Goal A — In the passage about Arnold's early career, which orchestra did Arnold join at the age of twenty?

Selected extract —
== == ==

Arnold took up the trumpet aged twelve, in the year that the Nazis gained control of the Reichstag, and he won a scholarship to the Royal College of Music as Hitler’s armies rolled into Austria. At the age of twenty, with Pearl Harbour bringing the United States into what was becoming a World War, he joined the London Philharmonic Orchestra.

A lifelong pacifist and deeply-committed conscientious objector, he was enrolled into the London Fire Service until his brother’s death in 1944 spurred him to enlist for active military service. Literally shooting himself in the foot when this turned out to mean playing in a military band, he returned to the LPO in 1946 as the newly-founded United Nations were meeting in New York, and in London, the Third Programme was first broadcast on the BBC.

Early Struggles and Successes

Arnold’s prodigious talent as a composer was immediately clear, and only two years later, as both the NHS and the State of Israel were born, Ghandi was assassinated and the MW Empire Windrush arrived in Britain, he left the LPO to pursue a full-time career in composition. 1948 was an exciting time to be writing, but the musical landscape was complicated. The growth of publishing and recording, spurred on by the cataclysm of war had fractured a once fairly common European musical language into a bewildering variety of styles: serialism, impressionism, expressionism, folkloric-nationalism to name but a few, and that year, as everything sonic was turbo-fuelled by the introduction of the first Long Playing records.

In Russia, Shostakovich, Prokofiev and Khachaturian were being denounced by the Communist Party for their anti-Soviet formalism, while in Suffolk, Britten and Pears were busy founding the Aldeburgh Festival. In New York, Kiss Me Kate was opening to huge acclaim as Toscanini’s NBC Orchestra broadcast the Italian and German classics to homes across America even as Jazz continued to sweep the continent.

Meanwhile, although questions of anti-Semitism would keep from the screens for three more years, 1948 was also the year that David Lean made his film of Oliver Twist, beginning a series of cinematic masterpieces into whose orbit the young composer would soon gravitate.

== == ==

Dataset rows —

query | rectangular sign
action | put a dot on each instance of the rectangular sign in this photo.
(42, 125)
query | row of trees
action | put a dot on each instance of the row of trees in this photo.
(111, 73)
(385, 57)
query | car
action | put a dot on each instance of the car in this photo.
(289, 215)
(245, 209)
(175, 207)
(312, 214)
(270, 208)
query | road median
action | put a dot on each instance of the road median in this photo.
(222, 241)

== == ==

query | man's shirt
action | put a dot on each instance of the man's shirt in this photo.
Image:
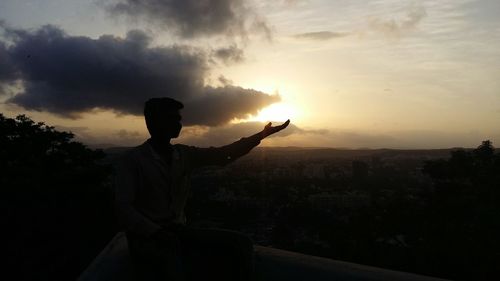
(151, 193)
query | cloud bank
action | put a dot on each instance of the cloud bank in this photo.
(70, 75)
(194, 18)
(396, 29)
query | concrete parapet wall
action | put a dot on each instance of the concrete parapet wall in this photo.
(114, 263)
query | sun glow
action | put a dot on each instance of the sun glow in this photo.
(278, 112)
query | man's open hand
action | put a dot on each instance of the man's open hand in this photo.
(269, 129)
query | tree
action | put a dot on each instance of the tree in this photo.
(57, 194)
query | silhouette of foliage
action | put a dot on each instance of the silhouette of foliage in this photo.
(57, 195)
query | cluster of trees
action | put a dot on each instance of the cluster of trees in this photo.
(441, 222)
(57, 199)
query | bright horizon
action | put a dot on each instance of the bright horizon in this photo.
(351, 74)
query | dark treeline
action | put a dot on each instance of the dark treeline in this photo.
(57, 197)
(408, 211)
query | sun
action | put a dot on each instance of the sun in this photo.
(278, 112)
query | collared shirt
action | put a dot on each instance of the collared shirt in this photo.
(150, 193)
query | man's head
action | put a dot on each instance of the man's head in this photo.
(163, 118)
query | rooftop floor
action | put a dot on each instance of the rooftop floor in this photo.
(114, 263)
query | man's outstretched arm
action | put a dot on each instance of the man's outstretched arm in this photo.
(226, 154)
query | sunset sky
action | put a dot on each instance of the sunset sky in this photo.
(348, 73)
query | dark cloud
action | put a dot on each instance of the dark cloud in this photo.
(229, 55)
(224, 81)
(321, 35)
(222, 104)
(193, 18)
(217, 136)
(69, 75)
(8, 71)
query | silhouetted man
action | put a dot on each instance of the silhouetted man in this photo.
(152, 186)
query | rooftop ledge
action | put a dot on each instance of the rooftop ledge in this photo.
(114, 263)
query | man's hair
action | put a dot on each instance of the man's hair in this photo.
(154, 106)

== == ==

Goal B — Count the lines of the records that contain the string "sunset", treating case as significant, and give only the number.

Correct answer A — The London Philharmonic Orchestra.

Correct answer B — 2